§ **Source text**:
......
A brief, highly imprecise timeline: Around 600,000 years ago, a human-like species known as the Denisovans split off from our common ancestor. Some time after that, they met and mated with members of our species, enough to impart a handful of genes that have persisted to this day. Sometime after that, they vanished, until 2008, when researchers unearthed a pinky bone belonging to one of their kind, and officially welcomed them into the human family tree.
As John Wenz noted in The Atlantic in 2014, the Denisovans—named for Denisova, the cave in Siberia’s Altay mountains where the pinky bone was found—are “the first human cousin species identified with more than fossil records.” Everything scientists know about the species comes from the DNA they left behind, in the pinky bone, previously unidentified teeth, and in modern-day Melanesians, who can trace 2 to 4 percent of their genes back to the Denisovans.
The Melanesians are the people indigenous to the cluster of Pacific islands that includes Fiji, Papua New Guinea, the Solomon Islands, and Vanuatu, among others. They are the only group of people known to have Denisovan ancestry, though by no means the only ones to carry the genes of another species. Most modern humans outside of Africa have genomes that are roughly 2 percent Neanderthal (though, in a grand tradition of Atlantic Neanderthal coverage, I think I’m obliged to note here that my colleague James Fallows is at 5 percent).
Denisovans diverged from Neanderthals 400,000 years ago. Because the two species are more closely related to one another than they are to modern humans, it can be difficult to differentiate between the two when sequencing contemporary genomes, explained Josh Akey, a professor of genomic studies at the University of Washington. But in a study published today in the journal Science, Akey and his colleagues developed a new technique to more accurately determine which type of archaic DNA a person is carrying.
......
§ **Records provided**:
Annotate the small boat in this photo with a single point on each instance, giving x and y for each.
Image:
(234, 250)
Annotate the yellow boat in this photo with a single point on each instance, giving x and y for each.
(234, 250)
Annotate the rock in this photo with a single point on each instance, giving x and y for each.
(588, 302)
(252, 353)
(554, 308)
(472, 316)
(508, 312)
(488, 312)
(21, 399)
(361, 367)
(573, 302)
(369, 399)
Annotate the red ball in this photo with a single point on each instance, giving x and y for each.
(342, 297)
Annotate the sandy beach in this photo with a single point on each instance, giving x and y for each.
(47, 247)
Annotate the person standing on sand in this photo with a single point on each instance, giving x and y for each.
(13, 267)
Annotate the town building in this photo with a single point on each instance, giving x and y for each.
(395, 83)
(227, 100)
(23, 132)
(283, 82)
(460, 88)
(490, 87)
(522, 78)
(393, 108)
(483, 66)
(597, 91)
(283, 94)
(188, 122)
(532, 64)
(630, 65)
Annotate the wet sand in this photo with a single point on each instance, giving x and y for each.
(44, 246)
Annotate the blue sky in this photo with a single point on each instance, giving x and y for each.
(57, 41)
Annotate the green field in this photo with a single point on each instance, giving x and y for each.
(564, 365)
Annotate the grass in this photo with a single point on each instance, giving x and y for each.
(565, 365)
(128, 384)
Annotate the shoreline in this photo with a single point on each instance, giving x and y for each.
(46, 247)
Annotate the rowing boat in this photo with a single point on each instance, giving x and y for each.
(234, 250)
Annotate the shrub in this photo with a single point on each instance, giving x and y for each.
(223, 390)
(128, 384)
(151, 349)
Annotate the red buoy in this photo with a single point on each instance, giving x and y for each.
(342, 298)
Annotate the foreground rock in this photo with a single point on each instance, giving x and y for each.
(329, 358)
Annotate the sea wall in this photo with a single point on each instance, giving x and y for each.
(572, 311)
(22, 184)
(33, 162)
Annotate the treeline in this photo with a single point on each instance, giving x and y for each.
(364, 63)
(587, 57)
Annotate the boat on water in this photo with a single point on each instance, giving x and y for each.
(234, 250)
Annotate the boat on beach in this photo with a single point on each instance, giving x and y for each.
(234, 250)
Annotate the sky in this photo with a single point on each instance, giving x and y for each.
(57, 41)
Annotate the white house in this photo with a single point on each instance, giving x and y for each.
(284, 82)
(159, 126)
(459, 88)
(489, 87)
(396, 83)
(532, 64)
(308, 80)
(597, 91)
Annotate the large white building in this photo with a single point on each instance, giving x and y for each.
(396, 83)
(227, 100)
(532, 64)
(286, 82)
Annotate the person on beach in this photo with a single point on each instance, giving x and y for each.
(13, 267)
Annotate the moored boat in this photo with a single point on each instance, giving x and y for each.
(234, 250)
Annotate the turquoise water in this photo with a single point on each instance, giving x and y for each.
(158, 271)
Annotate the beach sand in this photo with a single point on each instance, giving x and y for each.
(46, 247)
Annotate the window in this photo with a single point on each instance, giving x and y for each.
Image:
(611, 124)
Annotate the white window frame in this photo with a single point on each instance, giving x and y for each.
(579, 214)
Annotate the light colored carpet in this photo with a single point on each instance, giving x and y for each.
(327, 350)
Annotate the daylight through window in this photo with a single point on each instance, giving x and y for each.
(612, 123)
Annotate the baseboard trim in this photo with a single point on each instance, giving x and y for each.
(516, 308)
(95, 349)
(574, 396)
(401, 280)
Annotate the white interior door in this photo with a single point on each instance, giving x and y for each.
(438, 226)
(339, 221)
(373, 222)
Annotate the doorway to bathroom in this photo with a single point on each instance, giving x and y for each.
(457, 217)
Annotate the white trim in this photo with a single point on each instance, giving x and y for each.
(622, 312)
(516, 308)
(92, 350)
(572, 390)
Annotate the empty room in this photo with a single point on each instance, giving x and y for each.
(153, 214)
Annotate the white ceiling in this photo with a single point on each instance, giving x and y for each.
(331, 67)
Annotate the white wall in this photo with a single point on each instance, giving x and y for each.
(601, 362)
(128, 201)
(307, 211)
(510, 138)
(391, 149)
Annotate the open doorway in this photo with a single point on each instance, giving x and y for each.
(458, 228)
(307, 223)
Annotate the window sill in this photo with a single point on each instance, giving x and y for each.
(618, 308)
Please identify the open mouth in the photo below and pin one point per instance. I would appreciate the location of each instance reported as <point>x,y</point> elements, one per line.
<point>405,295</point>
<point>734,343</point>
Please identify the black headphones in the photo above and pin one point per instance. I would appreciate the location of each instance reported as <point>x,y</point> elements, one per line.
......
§ **Task objective**: Reproduce in full the passage on the Denisovans, word for word and with its original punctuation.

§ **Response to the task**:
A brief, highly imprecise timeline: Around 600,000 years ago, a human-like species known as the Denisovans split off from our common ancestor. Some time after that, they met and mated with members of our species, enough to impart a handful of genes that have persisted to this day. Sometime after that, they vanished, until 2008, when researchers unearthed a pinky bone belonging to one of their kind, and officially welcomed them into the human family tree.
As John Wenz noted in The Atlantic in 2014, the Denisovans—named for Denisova, the cave in Siberia’s Altay mountains where the pinky bone was found—are “the first human cousin species identified with more than fossil records.” Everything scientists know about the species comes from the DNA they left behind, in the pinky bone, previously unidentified teeth, and in modern-day Melanesians, who can trace 2 to 4 percent of their genes back to the Denisovans.
The Melanesians are the people indigenous to the cluster of Pacific islands that includes Fiji, Papua New Guinea, the Solomon Islands, and Vanuatu, among others. They are the only group of people known to have Denisovan ancestry, though by no means the only ones to carry the genes of another species. Most modern humans outside of Africa have genomes that are roughly 2 percent Neanderthal (though, in a grand tradition of Atlantic Neanderthal coverage, I think I’m obliged to note here that my colleague James Fallows is at 5 percent).
Denisovans diverged from Neanderthals 400,000 years ago. Because the two species are more closely related to one another than they are to modern humans, it can be difficult to differentiate between the two when sequencing contemporary genomes, explained Josh Akey, a professor of genomic studies at the University of Washington. But in a study published today in the journal Science, Akey and his colleagues developed a new technique to more accurately determine which type of archaic DNA a person is carrying.